■ **Problem to work on**
In the records below, one line contains "Request query: rocky hillside ridge". Print that line and every line after it exactly, down to the final one.

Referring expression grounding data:

● ● ● ● ●

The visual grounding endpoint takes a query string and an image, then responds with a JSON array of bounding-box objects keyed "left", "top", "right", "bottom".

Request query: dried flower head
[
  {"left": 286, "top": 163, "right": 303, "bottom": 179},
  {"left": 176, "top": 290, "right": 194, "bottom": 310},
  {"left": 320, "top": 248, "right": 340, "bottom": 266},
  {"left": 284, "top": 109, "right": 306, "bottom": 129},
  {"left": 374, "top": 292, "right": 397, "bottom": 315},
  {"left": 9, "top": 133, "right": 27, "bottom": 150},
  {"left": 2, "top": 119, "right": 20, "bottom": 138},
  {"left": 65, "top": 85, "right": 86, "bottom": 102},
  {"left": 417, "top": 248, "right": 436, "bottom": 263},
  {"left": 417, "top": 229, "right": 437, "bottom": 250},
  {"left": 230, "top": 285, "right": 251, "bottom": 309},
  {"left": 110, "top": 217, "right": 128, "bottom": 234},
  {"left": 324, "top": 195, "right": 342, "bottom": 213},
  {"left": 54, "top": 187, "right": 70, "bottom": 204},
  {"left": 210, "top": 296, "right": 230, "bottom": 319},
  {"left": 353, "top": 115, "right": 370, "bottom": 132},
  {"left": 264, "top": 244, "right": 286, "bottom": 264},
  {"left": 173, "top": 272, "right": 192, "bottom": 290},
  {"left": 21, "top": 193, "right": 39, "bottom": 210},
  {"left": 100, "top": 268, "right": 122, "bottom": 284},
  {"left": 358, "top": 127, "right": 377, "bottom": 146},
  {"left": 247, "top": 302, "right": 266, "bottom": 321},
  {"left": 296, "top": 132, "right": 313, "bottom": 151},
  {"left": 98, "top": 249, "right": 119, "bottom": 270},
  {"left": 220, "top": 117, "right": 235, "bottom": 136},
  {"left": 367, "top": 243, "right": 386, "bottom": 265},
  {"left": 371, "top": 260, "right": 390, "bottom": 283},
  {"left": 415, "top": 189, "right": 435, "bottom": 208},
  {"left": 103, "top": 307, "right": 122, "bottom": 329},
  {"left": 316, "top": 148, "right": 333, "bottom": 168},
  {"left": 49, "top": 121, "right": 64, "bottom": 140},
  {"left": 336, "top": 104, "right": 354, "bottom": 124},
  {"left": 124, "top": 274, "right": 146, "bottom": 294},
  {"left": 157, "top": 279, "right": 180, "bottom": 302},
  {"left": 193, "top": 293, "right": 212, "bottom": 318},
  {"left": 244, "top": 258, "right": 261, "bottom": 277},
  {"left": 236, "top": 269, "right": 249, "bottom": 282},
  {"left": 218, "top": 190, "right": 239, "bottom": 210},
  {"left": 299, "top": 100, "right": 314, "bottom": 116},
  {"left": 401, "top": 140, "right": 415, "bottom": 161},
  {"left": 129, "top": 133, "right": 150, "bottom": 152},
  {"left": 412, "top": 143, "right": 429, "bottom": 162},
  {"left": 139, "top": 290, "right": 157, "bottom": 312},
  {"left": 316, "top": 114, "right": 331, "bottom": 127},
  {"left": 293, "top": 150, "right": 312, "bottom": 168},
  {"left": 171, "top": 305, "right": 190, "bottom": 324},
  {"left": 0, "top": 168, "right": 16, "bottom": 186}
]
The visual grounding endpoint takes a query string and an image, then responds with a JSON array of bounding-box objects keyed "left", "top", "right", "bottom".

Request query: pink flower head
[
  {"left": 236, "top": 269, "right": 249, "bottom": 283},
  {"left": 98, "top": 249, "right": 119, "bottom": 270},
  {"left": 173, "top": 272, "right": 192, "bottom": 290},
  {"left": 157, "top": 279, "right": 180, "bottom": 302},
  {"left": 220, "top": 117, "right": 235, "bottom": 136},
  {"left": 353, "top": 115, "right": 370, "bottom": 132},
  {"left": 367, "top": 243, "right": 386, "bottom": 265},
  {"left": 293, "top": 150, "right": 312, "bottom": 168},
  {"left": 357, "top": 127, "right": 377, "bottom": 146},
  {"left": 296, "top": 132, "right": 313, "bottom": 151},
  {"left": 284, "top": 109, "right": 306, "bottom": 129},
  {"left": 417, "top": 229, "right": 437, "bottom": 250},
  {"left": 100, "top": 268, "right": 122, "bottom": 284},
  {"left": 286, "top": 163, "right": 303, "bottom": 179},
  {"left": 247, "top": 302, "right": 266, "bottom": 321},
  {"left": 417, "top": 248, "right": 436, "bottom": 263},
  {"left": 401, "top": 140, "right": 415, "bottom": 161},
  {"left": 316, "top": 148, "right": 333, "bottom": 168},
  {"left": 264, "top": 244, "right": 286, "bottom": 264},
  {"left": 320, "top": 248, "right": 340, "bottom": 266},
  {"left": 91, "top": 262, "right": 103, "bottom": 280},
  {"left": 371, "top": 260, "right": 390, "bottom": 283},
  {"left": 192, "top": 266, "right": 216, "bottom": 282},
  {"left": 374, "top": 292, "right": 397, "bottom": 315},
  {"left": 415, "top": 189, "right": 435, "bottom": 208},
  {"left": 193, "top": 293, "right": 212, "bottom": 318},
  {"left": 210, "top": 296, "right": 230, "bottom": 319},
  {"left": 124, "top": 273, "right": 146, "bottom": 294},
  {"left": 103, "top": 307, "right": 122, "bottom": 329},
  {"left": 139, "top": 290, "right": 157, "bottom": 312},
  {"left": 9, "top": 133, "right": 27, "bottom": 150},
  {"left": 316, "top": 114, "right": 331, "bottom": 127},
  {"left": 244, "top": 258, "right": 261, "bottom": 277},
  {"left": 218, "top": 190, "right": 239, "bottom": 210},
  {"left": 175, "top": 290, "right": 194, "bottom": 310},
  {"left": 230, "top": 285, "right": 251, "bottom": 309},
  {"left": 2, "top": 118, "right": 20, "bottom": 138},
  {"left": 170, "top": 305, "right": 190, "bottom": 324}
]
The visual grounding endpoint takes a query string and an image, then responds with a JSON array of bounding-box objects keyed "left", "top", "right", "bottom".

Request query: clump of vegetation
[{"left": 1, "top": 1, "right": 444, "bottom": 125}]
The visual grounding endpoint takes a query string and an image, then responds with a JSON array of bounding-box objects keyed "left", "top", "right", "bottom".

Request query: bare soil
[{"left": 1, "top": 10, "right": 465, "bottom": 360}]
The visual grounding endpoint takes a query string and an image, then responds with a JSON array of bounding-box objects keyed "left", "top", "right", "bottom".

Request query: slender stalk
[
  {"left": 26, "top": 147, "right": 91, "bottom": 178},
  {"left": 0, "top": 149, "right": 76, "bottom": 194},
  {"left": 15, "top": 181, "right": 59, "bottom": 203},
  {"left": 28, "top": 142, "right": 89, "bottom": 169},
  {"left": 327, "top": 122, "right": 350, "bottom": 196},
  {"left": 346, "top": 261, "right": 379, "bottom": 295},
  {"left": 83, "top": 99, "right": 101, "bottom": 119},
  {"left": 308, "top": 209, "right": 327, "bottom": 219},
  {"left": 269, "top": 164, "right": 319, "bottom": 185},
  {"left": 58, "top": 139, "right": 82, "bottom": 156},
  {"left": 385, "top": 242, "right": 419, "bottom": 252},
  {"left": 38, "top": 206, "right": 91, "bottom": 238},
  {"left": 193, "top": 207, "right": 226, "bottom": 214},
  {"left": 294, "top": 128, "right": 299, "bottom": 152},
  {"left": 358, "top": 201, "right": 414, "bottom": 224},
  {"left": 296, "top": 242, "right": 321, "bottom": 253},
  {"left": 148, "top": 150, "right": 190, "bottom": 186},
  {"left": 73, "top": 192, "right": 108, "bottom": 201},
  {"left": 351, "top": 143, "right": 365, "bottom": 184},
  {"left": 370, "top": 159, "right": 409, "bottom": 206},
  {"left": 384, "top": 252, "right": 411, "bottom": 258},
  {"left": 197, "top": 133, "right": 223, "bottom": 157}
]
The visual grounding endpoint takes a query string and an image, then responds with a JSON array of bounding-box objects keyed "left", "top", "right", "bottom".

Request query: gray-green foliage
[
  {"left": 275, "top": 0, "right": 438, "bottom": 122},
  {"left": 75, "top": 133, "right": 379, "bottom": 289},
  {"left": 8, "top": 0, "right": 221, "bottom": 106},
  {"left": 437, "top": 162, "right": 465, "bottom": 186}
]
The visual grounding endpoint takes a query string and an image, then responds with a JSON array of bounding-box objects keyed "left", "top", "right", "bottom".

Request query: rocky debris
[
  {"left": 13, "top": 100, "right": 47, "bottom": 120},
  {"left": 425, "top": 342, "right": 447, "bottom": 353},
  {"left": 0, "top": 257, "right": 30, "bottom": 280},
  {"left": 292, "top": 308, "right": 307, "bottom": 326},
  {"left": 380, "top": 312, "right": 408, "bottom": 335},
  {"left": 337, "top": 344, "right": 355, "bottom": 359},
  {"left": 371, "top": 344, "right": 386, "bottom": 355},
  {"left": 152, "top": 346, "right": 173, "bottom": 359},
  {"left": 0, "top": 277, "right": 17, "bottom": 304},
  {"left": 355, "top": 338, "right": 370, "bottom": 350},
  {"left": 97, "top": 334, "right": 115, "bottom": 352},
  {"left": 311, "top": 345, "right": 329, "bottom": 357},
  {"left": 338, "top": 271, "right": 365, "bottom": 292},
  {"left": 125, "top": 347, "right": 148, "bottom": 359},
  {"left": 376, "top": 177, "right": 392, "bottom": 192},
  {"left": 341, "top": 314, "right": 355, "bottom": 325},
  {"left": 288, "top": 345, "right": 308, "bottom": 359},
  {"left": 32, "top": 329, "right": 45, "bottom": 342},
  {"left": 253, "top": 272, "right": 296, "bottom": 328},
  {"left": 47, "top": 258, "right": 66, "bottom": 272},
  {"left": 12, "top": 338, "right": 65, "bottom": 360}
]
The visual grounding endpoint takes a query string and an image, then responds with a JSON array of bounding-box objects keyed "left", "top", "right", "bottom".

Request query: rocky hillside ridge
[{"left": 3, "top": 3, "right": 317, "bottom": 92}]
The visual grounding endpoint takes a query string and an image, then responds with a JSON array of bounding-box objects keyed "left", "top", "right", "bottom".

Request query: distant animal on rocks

● ● ● ● ●

■ **Reply to the exercise**
Request query: rocky hillside ridge
[{"left": 3, "top": 3, "right": 317, "bottom": 92}]
The visual grounding endpoint takes a query string and an image, then responds with a JSON array of bounding-box objects keyed "left", "top", "right", "bottom".

Request query: distant animal on rocks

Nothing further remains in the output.